____ SELECTED EXCERPT
This Court in its findings in the foregoing has illustrated that the trial Court in this respect did leave out various relevant factors including the issues raised in the Appellant’s submissions, and the nature of the liability of the 1st and 2nd Respondents.
In addition, the legal principles that apply to award of damages is that a sum should be awarded which is in its nature a conventional award, in the sense that awards for comparable injuries should be comparable, and the amount of the award should be influenced by the amounts of awards in previous cases in which the injuries appear to have been comparable, and adjusted in light of the fall in the value of money since such awards were made. See in this regard Kemp & Kemp on The Quantum of Damages, Volume 1 paragraphs 1-003. In my view to be comparable the previous cases must have been made at the time or close to the time the injuries were suffered by a claimant, hence the provisions for adjustment.
The injuries suffered by the Appellant in this regard from the medical report produced by PW2 as an exhibit were a cut wound of the left upper limb, cut wound of the right lower limb and commuted right tibia fracture at distal 1/3. It is indicated in the report that the Appellant suffered a shortening of the right lower limb by 2 cm, was walking with a limping gait, and that movement at the ankle joint was restricted on flexion and extension. He was healed partially although he was still on crutches for weight support, and still had an inplant plate in his right tibia bone, which would require removal when the fracture healed completely. Lastly, that he needed occupational therapy to enable him carry out his daily chores.
It is evident that the injuries suffered by the Appellant in the present appeal were different from those in Francis Mwangi Muchume vs Franics Kimani Mbugua, HCCC No 263 of 1994that was relied on by the trial Court, in which the claimant had healed completely. The accident in the said case occurred more that 10 years before that in the present case, and an adjustment for inflation ought to have been made by the trial Court.
________
■ EXERCISE SET
**a.** Translate this sentence from the damages appeal excerpt into French: "It is indicated in the report that the Appellant suffered a shortening of the right lower limb by 2 cm, was walking with a limping gait, and that movement at the ankle joint was restricted on flexion and extension."
**b.** Write the next part of the damages appeal excerpt, picking up after its final sentence.
____ ENTRIES PROVIDED
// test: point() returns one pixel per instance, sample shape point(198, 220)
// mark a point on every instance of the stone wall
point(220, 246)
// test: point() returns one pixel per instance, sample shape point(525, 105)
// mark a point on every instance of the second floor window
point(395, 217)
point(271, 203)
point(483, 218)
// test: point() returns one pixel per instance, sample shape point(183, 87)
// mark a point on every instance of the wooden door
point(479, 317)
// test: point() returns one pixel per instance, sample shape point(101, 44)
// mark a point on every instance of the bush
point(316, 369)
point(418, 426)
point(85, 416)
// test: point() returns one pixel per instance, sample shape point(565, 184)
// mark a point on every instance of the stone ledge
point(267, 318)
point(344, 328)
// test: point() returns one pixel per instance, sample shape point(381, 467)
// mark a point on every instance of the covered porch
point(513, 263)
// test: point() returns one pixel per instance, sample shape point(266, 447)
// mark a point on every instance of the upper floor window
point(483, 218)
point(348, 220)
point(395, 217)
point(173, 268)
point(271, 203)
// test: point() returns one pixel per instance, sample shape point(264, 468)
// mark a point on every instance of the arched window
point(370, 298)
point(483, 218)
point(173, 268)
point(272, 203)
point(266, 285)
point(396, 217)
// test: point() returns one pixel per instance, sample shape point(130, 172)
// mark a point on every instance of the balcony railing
________
■ ANSWERS TO THE EXERCISE
**a.** Il est indiqué dans le rapport que l'appelant a subi un raccourcissement du membre inférieur droit de 2 cm, qu'il marchait en boitant et que le mouvement de l'articulation de la cheville était limité en flexion et en extension.

**b.**
In the circumstances I find the authorities cited by the Appellant in his submissions herein and in the trial Court more comparable, and an award Kshs 600,000/= as general damages for pain and suffering would in my view be reasonable. Finally, I agree with the submissions made by the Appellant that there was an error made by the trial Court in its finding on the special damages that were pleaded and proved, which I find to be Kshs 5,500/=.
This appeal therefore succeeds in the finding that both the 1st and 2nd Respondents were jointly and severally liable for the accident that occurred on 31st July 2007; and in apportioning liability as between the owners of motor vehicle registration number KAH 982 Y and owner of motor vehicle registration number KAX 498S at the ration of 80:20 in favour of the Appellant; on the award of general damages which is substituted with an award of Kshs 600,000/=; and on the award of special damages which is substitute with an award of Kshs 5,500/=.
I consequently set aside the award in the trial court in this respect, and substitute it with a total award to the Appellant of Kshs 484,400/= as against the 1st and 2nd Respondent’s both jointly and severally, which has been computed as follows arising from the findings in the foregoing:
(a) General Damages 600,000. 00
(b) Special damages 5, 500. 00
605,500. 00
Less 20% contribution 121,100. 00
Total 484,400. 00
The Appellant is awarded 80% of the costs of the trial and Appeal as against the 1st and 2nd Respondent’s jointly and severally.
It is so ordered.
DATED AT MACHAKOS THIS 22nd DAY OF MARCH 2017.